## Task goal
Swap "Return the mask" for "Provide the mask" throughout the rows below and rewrite them with everything else unchanged. Leave the pictures out of your version.

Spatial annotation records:
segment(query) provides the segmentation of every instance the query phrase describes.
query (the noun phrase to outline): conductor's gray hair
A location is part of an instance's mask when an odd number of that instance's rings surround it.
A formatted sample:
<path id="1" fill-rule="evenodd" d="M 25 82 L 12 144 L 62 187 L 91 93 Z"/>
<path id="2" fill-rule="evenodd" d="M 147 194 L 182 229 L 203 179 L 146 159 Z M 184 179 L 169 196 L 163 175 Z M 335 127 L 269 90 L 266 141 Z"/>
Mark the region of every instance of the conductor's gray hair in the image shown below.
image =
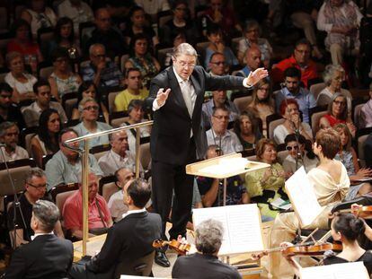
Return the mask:
<path id="1" fill-rule="evenodd" d="M 59 220 L 58 207 L 49 201 L 38 200 L 32 205 L 32 213 L 40 222 L 40 227 L 45 232 L 51 232 Z"/>
<path id="2" fill-rule="evenodd" d="M 340 65 L 328 65 L 325 67 L 324 73 L 323 74 L 323 80 L 327 85 L 331 84 L 331 81 L 336 72 L 341 72 L 345 75 L 345 70 Z"/>
<path id="3" fill-rule="evenodd" d="M 198 57 L 198 53 L 195 48 L 188 43 L 182 43 L 174 48 L 173 57 L 177 57 L 181 55 L 192 56 Z"/>
<path id="4" fill-rule="evenodd" d="M 106 52 L 106 48 L 102 45 L 102 44 L 93 44 L 92 46 L 89 47 L 89 55 L 92 56 L 94 48 L 102 48 L 104 49 L 104 51 Z"/>
<path id="5" fill-rule="evenodd" d="M 200 222 L 195 231 L 195 246 L 198 251 L 212 255 L 219 251 L 224 237 L 222 222 L 208 219 Z"/>

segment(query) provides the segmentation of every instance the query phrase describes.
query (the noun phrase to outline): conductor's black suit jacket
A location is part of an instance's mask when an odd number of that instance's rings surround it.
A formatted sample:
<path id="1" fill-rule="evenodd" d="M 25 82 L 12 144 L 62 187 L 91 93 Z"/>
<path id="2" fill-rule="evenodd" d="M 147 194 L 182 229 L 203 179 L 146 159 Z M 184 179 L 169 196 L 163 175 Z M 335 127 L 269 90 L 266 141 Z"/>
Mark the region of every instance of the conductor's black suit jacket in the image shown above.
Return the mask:
<path id="1" fill-rule="evenodd" d="M 71 241 L 54 234 L 40 235 L 13 252 L 5 278 L 66 278 L 73 257 Z"/>
<path id="2" fill-rule="evenodd" d="M 197 155 L 202 158 L 207 151 L 207 138 L 201 125 L 201 107 L 205 91 L 244 89 L 243 77 L 212 76 L 203 67 L 195 66 L 190 80 L 197 95 L 192 118 L 190 117 L 181 88 L 170 66 L 151 81 L 146 106 L 152 108 L 160 88 L 170 88 L 165 104 L 154 112 L 151 131 L 151 156 L 153 160 L 174 165 L 188 163 L 190 130 L 197 147 Z"/>

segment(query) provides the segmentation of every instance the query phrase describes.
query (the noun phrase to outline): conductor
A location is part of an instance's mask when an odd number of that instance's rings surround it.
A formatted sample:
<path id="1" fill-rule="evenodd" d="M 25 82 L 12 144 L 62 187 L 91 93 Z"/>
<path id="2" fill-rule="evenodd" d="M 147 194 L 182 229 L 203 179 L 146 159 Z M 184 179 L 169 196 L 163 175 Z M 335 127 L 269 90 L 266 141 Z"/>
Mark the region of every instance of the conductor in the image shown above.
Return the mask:
<path id="1" fill-rule="evenodd" d="M 193 177 L 186 174 L 186 165 L 202 158 L 207 139 L 201 125 L 201 107 L 205 91 L 251 88 L 268 75 L 263 68 L 251 73 L 247 78 L 212 76 L 196 65 L 198 54 L 188 43 L 179 45 L 173 54 L 173 65 L 157 74 L 150 83 L 147 107 L 154 111 L 151 132 L 153 173 L 153 205 L 165 223 L 173 207 L 171 239 L 185 236 L 186 224 L 191 212 Z M 172 196 L 175 197 L 172 206 Z M 169 266 L 162 251 L 155 262 Z"/>

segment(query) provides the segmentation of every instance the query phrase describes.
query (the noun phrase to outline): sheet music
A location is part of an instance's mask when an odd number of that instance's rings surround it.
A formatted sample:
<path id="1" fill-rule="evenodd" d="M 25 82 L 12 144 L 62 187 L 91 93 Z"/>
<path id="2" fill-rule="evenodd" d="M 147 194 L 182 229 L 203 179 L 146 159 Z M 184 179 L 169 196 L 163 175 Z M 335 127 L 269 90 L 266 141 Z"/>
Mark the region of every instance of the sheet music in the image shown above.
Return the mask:
<path id="1" fill-rule="evenodd" d="M 369 279 L 363 262 L 335 264 L 301 269 L 301 279 Z"/>
<path id="2" fill-rule="evenodd" d="M 255 204 L 194 209 L 192 218 L 196 227 L 208 219 L 222 222 L 225 234 L 219 256 L 264 248 L 261 217 Z"/>
<path id="3" fill-rule="evenodd" d="M 304 167 L 297 170 L 287 181 L 286 190 L 301 224 L 306 226 L 322 213 L 314 187 L 307 179 Z"/>

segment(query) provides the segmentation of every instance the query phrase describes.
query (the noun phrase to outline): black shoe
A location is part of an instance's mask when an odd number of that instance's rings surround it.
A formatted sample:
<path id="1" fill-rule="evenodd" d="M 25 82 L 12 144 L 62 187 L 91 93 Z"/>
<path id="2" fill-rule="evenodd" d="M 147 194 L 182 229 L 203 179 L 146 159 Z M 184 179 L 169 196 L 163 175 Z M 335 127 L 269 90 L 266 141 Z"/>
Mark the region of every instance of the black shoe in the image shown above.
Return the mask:
<path id="1" fill-rule="evenodd" d="M 171 266 L 171 263 L 169 262 L 168 257 L 166 257 L 165 253 L 160 249 L 156 249 L 155 251 L 155 262 L 163 267 Z"/>

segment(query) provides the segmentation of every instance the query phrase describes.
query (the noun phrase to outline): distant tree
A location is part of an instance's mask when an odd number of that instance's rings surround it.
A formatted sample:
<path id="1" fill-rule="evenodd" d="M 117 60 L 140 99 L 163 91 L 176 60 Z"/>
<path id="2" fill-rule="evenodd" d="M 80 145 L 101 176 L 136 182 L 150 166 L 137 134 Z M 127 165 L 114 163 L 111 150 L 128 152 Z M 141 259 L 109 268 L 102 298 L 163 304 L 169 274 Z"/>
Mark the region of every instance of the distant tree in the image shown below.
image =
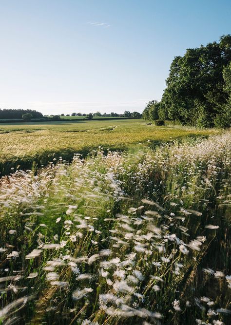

## Result of the exercise
segment(query) provides the segmentation of every instance the query phrase describes.
query (the noun phrase to outline): conductor's gray hair
A location is part of an instance's mask when an odd number of that instance's rings surround it.
A formatted sample:
<path id="1" fill-rule="evenodd" d="M 25 82 L 12 144 L 62 187 L 91 93 Z"/>
<path id="2" fill-rule="evenodd" d="M 147 194 L 182 229 L 203 179 L 146 159 Z M 184 179 L 169 196 L 163 175 Z M 335 127 L 269 90 L 266 141 Z"/>
Mark the region of every instance of the conductor's gray hair in the image shown below.
image =
Provide the mask:
<path id="1" fill-rule="evenodd" d="M 59 220 L 58 207 L 49 201 L 38 200 L 32 205 L 32 213 L 40 222 L 40 227 L 45 232 L 51 232 Z"/>
<path id="2" fill-rule="evenodd" d="M 340 65 L 328 65 L 325 67 L 324 73 L 323 74 L 323 80 L 327 85 L 331 84 L 331 81 L 336 72 L 341 72 L 345 75 L 345 70 Z"/>
<path id="3" fill-rule="evenodd" d="M 198 57 L 198 53 L 195 48 L 188 43 L 182 43 L 174 48 L 173 57 L 177 57 L 181 55 L 192 56 Z"/>
<path id="4" fill-rule="evenodd" d="M 106 52 L 106 48 L 102 45 L 102 44 L 93 44 L 92 46 L 89 47 L 89 55 L 92 56 L 94 48 L 102 48 L 104 49 L 104 51 Z"/>
<path id="5" fill-rule="evenodd" d="M 200 222 L 195 231 L 195 246 L 198 251 L 212 255 L 219 251 L 224 237 L 222 222 L 208 219 Z"/>

segment(query) provides the segmentation of every instance the query phrase describes.
query (the noun phrase to outline): conductor's black suit jacket
A location is part of an instance's mask when an odd number of that instance's rings surround it.
A formatted sample:
<path id="1" fill-rule="evenodd" d="M 25 82 L 12 144 L 62 187 L 91 93 Z"/>
<path id="2" fill-rule="evenodd" d="M 147 194 L 182 229 L 203 179 L 146 159 Z M 184 179 L 169 196 L 163 175 Z M 335 127 L 269 90 L 266 141 Z"/>
Mark the region of every instance of the conductor's black suit jacket in the image shown above.
Provide the mask:
<path id="1" fill-rule="evenodd" d="M 71 241 L 54 234 L 40 235 L 13 252 L 5 278 L 66 278 L 73 257 Z"/>
<path id="2" fill-rule="evenodd" d="M 197 155 L 202 158 L 207 151 L 207 138 L 201 125 L 201 107 L 205 91 L 244 89 L 243 77 L 212 76 L 203 67 L 195 66 L 190 80 L 197 95 L 192 118 L 190 117 L 181 88 L 170 66 L 151 81 L 146 106 L 152 108 L 160 88 L 170 88 L 165 104 L 154 112 L 151 131 L 151 156 L 153 160 L 174 165 L 188 163 L 190 130 L 197 147 Z"/>

segment(query) provides the segmentation of every instance the query phrase describes.
query (the noun phrase to outline): conductor
A location is part of an instance's mask when an odd number of that instance's rings surround it.
A formatted sample:
<path id="1" fill-rule="evenodd" d="M 25 82 L 12 144 L 62 187 L 91 93 Z"/>
<path id="2" fill-rule="evenodd" d="M 147 194 L 182 229 L 203 179 L 146 159 Z M 184 179 L 169 196 L 163 175 Z M 335 127 L 269 90 L 266 141 Z"/>
Mark the region of every instance of the conductor in the image shown above.
Provide the mask:
<path id="1" fill-rule="evenodd" d="M 193 177 L 186 174 L 186 165 L 202 158 L 207 139 L 201 125 L 201 107 L 205 91 L 251 88 L 268 75 L 263 68 L 251 73 L 247 78 L 212 76 L 196 65 L 198 54 L 188 43 L 179 45 L 173 54 L 173 65 L 157 74 L 150 83 L 147 107 L 154 111 L 151 132 L 153 173 L 153 205 L 165 223 L 173 207 L 171 239 L 185 236 L 186 224 L 191 212 Z M 172 196 L 175 197 L 172 206 Z M 169 266 L 162 251 L 155 262 Z"/>

segment(query) provides the segmentation of every instance the query phrase describes.
query (the noun phrase to outline): sheet music
A location is part of an instance's mask when an odd number of that instance's rings surround it.
A formatted sample:
<path id="1" fill-rule="evenodd" d="M 25 82 L 12 144 L 62 187 L 91 93 Z"/>
<path id="2" fill-rule="evenodd" d="M 147 194 L 182 229 L 203 179 L 146 159 Z M 184 179 L 169 196 L 163 175 Z M 335 127 L 269 90 L 266 141 Z"/>
Mark the region of every instance of the sheet music in the image shown above.
Provide the mask:
<path id="1" fill-rule="evenodd" d="M 369 279 L 363 262 L 335 264 L 301 269 L 301 279 Z"/>
<path id="2" fill-rule="evenodd" d="M 255 204 L 194 209 L 192 218 L 196 227 L 208 219 L 222 222 L 225 234 L 219 256 L 264 248 L 261 217 Z"/>
<path id="3" fill-rule="evenodd" d="M 304 167 L 297 170 L 287 181 L 286 190 L 301 224 L 306 226 L 322 213 L 314 187 L 307 179 Z"/>

segment(query) provides the segmentation of every instance the query phrase describes.
query (the noun phrase to outline): black shoe
A location is part of an instance's mask when an odd number of that instance's rings surround it.
A formatted sample:
<path id="1" fill-rule="evenodd" d="M 25 82 L 12 144 L 62 187 L 91 93 Z"/>
<path id="2" fill-rule="evenodd" d="M 147 194 L 182 229 L 203 179 L 146 159 Z M 184 179 L 169 196 L 163 175 Z M 335 127 L 269 90 L 266 141 Z"/>
Mark the region of every instance of the black shoe in the image shown above.
Provide the mask:
<path id="1" fill-rule="evenodd" d="M 171 266 L 171 263 L 169 262 L 168 257 L 166 257 L 165 253 L 160 249 L 156 249 L 155 251 L 155 262 L 163 267 Z"/>

segment(query) provides the segmentation of every instance the query phrase describes.
query (the noun phrase to outline): distant tree
A location is part of an instance's mask when an odd number of that instance's rings surround it.
A formatted sample:
<path id="1" fill-rule="evenodd" d="M 117 60 L 140 99 L 163 91 L 176 60 Z"/>
<path id="2" fill-rule="evenodd" d="M 80 145 L 101 176 L 136 182 L 150 166 L 137 134 Z M 127 165 L 114 163 L 111 150 L 128 152 Z M 141 259 L 109 268 L 102 298 L 163 304 L 169 274 Z"/>
Mark the region of every instance of the distant tree in the image shown below.
image =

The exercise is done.